Please find every line in the data below that contains the word "suit" and copy each of those lines out in full. Case counts.
╭─ Records provided
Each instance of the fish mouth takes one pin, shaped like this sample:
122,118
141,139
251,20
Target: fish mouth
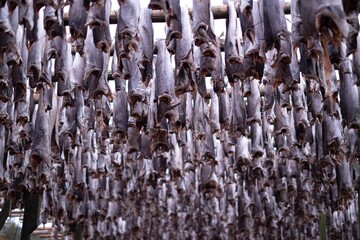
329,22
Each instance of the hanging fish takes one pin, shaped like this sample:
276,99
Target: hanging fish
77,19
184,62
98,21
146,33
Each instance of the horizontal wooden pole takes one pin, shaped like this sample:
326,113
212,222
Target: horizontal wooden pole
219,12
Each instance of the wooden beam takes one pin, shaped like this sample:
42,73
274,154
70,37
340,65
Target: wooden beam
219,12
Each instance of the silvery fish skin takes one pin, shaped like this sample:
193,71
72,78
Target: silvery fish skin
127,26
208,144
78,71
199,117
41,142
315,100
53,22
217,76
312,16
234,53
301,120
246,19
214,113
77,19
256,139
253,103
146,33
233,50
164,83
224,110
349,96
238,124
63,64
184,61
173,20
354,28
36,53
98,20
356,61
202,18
╰─
╭─ Records provided
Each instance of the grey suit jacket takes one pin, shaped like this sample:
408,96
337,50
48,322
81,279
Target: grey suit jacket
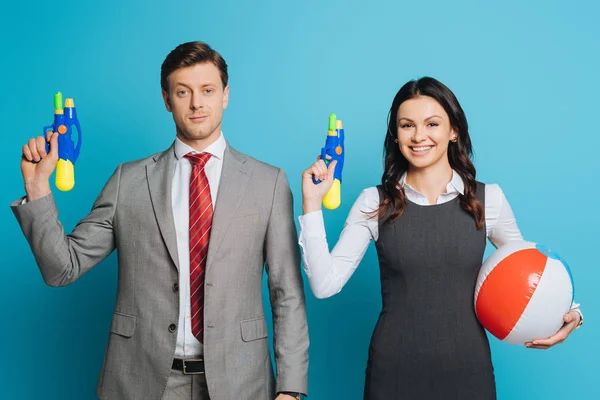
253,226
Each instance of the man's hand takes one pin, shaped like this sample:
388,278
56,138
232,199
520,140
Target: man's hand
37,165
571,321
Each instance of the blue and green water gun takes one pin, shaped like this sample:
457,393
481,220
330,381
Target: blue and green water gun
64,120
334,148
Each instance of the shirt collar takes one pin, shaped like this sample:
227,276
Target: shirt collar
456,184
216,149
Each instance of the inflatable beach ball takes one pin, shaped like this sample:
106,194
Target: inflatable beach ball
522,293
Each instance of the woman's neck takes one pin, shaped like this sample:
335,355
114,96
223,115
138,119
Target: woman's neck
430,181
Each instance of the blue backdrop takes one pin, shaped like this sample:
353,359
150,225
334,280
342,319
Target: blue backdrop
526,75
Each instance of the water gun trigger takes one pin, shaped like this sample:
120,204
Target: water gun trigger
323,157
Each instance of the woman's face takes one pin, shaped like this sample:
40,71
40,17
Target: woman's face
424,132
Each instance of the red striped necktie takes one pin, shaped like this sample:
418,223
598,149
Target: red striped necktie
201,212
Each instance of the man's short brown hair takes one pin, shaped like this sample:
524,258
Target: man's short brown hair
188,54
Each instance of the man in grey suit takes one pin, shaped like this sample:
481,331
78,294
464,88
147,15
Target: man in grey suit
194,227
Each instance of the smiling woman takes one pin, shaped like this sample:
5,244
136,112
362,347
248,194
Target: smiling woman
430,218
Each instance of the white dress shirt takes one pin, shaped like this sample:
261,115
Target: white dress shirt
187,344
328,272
╰─
▸ Solution for this task
Each instance of the grey suit jacket takes one pin, shaped like this sample:
Target: grey suit jacket
Each instance of the man in grey suit takes one pin, shaped like this sample:
Target: man in grey suit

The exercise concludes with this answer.